Directive: Copy the material below line for line, with no changes to the wording. Leave the pictures out of your copy.

*** Data section

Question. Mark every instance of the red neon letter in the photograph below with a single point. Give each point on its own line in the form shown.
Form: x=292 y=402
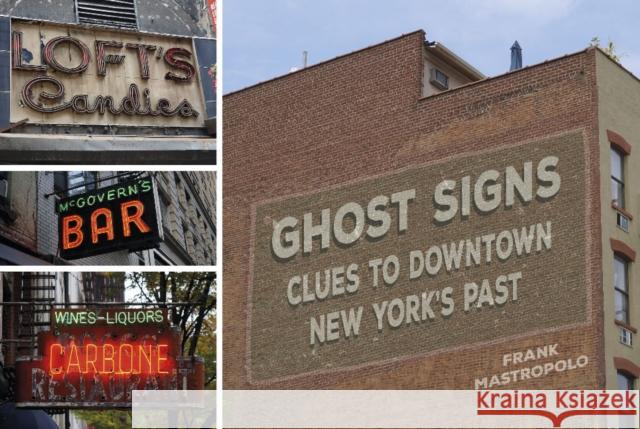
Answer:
x=136 y=217
x=106 y=229
x=53 y=370
x=68 y=230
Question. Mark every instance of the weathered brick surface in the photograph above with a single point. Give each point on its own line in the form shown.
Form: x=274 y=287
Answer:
x=360 y=116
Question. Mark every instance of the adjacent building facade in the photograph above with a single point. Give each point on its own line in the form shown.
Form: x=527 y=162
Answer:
x=107 y=82
x=394 y=219
x=29 y=227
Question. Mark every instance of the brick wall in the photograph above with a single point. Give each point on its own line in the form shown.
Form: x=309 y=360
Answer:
x=360 y=116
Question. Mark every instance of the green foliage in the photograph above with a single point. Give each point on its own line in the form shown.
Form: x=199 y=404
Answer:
x=195 y=316
x=609 y=49
x=105 y=419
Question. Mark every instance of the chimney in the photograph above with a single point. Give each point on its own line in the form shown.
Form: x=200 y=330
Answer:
x=516 y=56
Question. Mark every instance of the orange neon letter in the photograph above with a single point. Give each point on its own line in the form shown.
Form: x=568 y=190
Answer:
x=122 y=359
x=90 y=361
x=147 y=358
x=162 y=359
x=74 y=360
x=136 y=217
x=68 y=230
x=52 y=370
x=106 y=229
x=105 y=358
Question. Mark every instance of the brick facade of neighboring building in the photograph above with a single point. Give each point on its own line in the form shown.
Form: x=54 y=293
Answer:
x=360 y=119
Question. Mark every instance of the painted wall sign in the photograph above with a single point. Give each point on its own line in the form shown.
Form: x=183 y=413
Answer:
x=98 y=365
x=71 y=75
x=122 y=216
x=419 y=261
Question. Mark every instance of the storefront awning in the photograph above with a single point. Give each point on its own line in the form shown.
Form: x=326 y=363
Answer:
x=11 y=417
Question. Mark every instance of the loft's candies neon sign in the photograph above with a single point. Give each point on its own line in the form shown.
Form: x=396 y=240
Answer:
x=125 y=358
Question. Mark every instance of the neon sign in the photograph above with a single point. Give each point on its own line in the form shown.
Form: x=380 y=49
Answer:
x=108 y=317
x=51 y=96
x=123 y=216
x=89 y=360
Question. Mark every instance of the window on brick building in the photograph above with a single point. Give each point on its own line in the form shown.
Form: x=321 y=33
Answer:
x=617 y=178
x=114 y=13
x=4 y=187
x=80 y=181
x=621 y=285
x=625 y=381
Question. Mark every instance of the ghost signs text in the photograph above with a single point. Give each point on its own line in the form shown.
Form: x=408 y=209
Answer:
x=122 y=216
x=106 y=55
x=451 y=198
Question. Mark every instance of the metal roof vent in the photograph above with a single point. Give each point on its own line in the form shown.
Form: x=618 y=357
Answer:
x=113 y=13
x=516 y=56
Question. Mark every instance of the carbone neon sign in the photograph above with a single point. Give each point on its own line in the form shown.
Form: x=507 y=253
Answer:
x=94 y=358
x=88 y=360
x=123 y=216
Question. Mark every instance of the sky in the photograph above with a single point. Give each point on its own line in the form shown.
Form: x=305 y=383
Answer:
x=264 y=39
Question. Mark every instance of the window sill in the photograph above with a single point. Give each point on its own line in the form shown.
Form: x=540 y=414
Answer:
x=621 y=210
x=626 y=326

******

Response:
Question. Mark every instance of the red neon letter in the photograph below with a single point. Give each point on its own line in the form shown.
Form: x=292 y=402
Answer:
x=136 y=217
x=106 y=229
x=53 y=370
x=68 y=230
Question. Mark every instance of the weathered brick surface in the photograph above with a single point. Give each point on its own line in the form shown.
Form: x=274 y=287
Answer:
x=360 y=116
Question. Mark every instance of the adjacent building facade in the photograph above with a single point. Give each point on its own line in the form shown.
Form: x=527 y=162
Answer:
x=107 y=82
x=394 y=219
x=29 y=227
Question. Mark every instance of the brick wall in the photograph above with a single point. Give each point on its own line in the form shown.
Form: x=309 y=360
Answer:
x=360 y=116
Question. Mark every instance of the green foliage in the photograph above with a single point. Give each point on its own line in the form shown.
Form: x=199 y=404
Answer:
x=195 y=316
x=609 y=49
x=105 y=419
Question. Mark every instance of the chimney in the photograph above with a single point. Give each point on its own line in the form shown.
Form: x=200 y=330
Answer:
x=516 y=56
Question. Mark every instance of the orange neon letter in the photograph above with a single point. Give each point on its own line in the form shown.
Form: x=568 y=190
Answer:
x=122 y=359
x=90 y=361
x=147 y=358
x=162 y=359
x=74 y=360
x=136 y=217
x=68 y=230
x=52 y=370
x=106 y=229
x=105 y=358
Question. Mark every instance of the brick facade of neighboring building in the photograph above with a single point. Give each point on its own line in the form shown.
Form: x=54 y=293
Answer:
x=360 y=119
Question. Mark every instance of the painted wall sign in the photograph above with a single point. Give each point on its own line in the form shown.
Form: x=183 y=413
Answer:
x=98 y=365
x=71 y=75
x=122 y=216
x=419 y=261
Question. Mark every instance of the storefront awning in the photograph above with a single point. Give each point on its own line in the form shown.
Form: x=326 y=363
Answer:
x=11 y=417
Question. Mark every instance of the loft's candies neon sign in the photograph above with a single point. Give each point on its own line in the form shown.
Form: x=396 y=240
Answer:
x=125 y=358
Question. Mark every instance of the neon sign in the photograph above with a single point. Give each point on its own line in the form shown.
Form: x=380 y=49
Answer:
x=108 y=317
x=51 y=96
x=123 y=216
x=89 y=360
Question. Mark every instance of the window on brick building in the photograph above with a single point. Give each point on its own line in the form shown.
Form: x=321 y=33
Answer:
x=617 y=178
x=114 y=13
x=4 y=187
x=80 y=181
x=621 y=285
x=625 y=381
Question. Mark every instance of the ghost signs text in the photograph above with a single point. Give each point on its own line in the form shown.
Form: x=408 y=209
Answer:
x=122 y=216
x=106 y=55
x=451 y=198
Question. Mark every instance of the metal roof vent in the photograph above with a single point. Give each point on its own line in the form shown.
Form: x=618 y=357
Answer:
x=113 y=13
x=516 y=56
Question. Mark every instance of the carbone neon sign in the photograph above with a single point. Give each point on its own line in the form shown.
Form: x=507 y=253
Answer:
x=94 y=358
x=88 y=360
x=123 y=216
Question. Mark every instance of the sky in the photograph above with a single point. Give each point on its own line in the form shown.
Form: x=305 y=383
Answer:
x=264 y=39
Question. Mark every instance of the window sill in the photograph above with a single point. Give each point on its own line in the form shown.
Form: x=540 y=414
Answer:
x=621 y=210
x=626 y=326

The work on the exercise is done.